** START OF Records for the task **
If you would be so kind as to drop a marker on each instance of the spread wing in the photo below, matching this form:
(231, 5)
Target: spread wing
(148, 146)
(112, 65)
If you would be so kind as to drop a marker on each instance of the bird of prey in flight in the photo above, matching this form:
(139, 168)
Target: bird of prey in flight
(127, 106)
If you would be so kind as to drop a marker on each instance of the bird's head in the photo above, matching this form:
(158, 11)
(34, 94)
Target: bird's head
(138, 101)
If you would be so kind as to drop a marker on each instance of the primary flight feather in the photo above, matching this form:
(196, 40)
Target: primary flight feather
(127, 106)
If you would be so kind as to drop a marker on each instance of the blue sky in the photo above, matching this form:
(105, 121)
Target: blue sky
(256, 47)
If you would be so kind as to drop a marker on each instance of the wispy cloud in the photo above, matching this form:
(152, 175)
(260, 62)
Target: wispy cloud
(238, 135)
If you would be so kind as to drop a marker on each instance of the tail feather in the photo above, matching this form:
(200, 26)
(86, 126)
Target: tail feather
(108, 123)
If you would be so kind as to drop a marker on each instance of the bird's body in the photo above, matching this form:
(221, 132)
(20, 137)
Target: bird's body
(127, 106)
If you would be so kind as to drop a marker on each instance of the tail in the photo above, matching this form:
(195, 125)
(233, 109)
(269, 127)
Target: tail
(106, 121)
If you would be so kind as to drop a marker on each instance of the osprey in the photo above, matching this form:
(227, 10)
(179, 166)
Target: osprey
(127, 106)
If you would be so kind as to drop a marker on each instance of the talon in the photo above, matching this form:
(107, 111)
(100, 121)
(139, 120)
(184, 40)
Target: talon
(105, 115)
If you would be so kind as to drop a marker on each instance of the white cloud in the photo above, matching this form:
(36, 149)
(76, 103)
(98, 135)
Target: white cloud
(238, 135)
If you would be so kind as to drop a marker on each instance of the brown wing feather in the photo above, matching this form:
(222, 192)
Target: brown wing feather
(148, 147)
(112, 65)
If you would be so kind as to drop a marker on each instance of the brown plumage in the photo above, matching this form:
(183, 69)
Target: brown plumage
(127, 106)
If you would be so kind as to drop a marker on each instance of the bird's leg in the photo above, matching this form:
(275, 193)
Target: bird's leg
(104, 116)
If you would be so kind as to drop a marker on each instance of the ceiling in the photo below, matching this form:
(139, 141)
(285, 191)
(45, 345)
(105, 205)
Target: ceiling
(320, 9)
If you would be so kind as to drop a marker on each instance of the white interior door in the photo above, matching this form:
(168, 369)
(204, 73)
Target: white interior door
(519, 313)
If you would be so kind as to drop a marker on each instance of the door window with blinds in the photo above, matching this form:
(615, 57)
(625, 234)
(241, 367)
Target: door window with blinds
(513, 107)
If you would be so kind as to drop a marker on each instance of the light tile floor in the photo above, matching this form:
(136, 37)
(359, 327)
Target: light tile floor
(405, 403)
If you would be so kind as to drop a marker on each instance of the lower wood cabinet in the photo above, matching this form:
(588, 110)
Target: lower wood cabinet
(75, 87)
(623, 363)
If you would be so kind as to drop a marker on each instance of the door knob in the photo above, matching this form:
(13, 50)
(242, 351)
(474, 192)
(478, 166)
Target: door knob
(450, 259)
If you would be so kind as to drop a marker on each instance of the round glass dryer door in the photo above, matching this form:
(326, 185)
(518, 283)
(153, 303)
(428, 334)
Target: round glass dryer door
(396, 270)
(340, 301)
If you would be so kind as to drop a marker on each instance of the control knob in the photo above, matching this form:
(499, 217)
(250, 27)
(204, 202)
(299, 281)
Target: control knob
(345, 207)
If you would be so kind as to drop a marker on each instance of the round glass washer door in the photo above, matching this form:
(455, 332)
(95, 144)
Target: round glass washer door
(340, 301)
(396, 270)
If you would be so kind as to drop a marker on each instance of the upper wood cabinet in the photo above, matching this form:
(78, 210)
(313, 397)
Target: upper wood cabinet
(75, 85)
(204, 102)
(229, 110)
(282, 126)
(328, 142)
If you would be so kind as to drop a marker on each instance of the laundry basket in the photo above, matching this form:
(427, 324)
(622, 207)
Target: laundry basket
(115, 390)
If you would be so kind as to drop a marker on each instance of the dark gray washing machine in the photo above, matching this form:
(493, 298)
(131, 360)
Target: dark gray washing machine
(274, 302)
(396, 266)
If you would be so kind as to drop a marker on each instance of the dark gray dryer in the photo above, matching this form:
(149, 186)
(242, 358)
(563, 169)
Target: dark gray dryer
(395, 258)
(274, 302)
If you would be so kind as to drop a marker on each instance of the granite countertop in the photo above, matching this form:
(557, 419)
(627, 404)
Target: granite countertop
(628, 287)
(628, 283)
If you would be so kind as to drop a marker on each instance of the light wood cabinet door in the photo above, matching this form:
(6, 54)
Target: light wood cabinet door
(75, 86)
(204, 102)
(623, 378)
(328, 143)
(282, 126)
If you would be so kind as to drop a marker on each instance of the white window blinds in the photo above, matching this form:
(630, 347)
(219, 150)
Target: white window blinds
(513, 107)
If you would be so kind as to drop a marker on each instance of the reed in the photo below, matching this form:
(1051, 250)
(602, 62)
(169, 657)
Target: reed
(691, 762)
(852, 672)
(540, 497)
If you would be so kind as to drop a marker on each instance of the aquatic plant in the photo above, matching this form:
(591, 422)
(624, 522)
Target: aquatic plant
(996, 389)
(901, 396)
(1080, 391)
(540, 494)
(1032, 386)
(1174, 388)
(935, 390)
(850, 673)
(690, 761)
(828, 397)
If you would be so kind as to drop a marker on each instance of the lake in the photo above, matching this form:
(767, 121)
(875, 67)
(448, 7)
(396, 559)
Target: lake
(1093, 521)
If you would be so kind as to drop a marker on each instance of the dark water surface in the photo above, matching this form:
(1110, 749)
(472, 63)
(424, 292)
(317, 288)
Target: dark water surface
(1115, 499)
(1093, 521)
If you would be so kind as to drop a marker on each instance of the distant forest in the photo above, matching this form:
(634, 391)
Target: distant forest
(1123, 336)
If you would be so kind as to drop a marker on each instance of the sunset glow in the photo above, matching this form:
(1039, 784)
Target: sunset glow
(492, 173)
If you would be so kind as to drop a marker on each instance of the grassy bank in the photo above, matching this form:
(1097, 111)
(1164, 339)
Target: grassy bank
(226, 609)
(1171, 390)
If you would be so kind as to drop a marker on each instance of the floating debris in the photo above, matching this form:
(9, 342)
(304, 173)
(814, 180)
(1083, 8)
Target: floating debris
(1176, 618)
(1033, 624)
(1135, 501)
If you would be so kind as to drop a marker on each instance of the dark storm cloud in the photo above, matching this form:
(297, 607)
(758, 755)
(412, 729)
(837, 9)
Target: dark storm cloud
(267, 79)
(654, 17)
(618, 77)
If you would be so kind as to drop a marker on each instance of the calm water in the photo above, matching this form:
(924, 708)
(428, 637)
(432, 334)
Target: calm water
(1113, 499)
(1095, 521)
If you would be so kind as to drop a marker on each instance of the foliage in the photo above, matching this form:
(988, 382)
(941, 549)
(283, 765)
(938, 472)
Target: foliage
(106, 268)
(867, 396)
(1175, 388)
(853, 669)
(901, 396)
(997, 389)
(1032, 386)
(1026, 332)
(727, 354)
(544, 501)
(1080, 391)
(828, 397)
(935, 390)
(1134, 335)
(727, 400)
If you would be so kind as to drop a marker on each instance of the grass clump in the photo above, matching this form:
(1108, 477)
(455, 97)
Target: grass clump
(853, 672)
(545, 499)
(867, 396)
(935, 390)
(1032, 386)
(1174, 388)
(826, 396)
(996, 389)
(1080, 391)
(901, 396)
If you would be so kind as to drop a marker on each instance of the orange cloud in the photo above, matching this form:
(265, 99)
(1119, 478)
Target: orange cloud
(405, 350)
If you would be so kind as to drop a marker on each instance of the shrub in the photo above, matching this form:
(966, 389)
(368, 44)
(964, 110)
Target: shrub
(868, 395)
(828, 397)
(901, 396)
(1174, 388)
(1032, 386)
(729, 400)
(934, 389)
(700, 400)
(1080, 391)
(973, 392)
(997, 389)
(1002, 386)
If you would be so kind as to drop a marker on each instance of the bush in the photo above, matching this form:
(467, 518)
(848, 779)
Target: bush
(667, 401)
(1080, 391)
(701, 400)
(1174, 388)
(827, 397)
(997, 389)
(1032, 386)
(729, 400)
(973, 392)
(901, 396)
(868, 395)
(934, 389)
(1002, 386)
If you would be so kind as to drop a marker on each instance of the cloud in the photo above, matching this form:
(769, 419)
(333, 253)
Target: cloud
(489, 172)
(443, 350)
** END OF Records for the task **
• What to do
Reproduce the records above exactly, starting with the line that contains "the grass clump" and ending with the last line.

• Solution for this exercise
If you would be so kind as to drop a marker on each instance of the grass clump in the photo above, matching this form:
(1108, 477)
(455, 97)
Target: grass clump
(853, 672)
(545, 499)
(867, 396)
(935, 390)
(1032, 386)
(1174, 388)
(826, 396)
(996, 389)
(1080, 391)
(901, 396)
If you would be so kind as to drop a marker on each instance of the orange cloud in the photo above, matching this form:
(265, 99)
(1119, 478)
Target: orange cloud
(405, 350)
If you would be so kind as to drop a marker on each instance of the shrub in the photo above, matching this form:
(966, 389)
(368, 44)
(964, 110)
Target: shrub
(868, 395)
(828, 397)
(901, 396)
(1174, 388)
(1032, 386)
(729, 400)
(934, 389)
(700, 400)
(1080, 391)
(973, 392)
(997, 389)
(1002, 386)
If you would be so kind as to drop a marker on each instance of the bush in the photo above, matching this form:
(467, 518)
(848, 779)
Target: bush
(667, 401)
(1080, 391)
(701, 400)
(1174, 388)
(827, 397)
(997, 389)
(1032, 386)
(729, 400)
(973, 392)
(901, 396)
(868, 395)
(934, 389)
(1002, 386)
If you would be so kind as to drop a marker on each instance of the cloud in the photo above, matching this form:
(769, 419)
(333, 253)
Target: cloud
(489, 172)
(443, 350)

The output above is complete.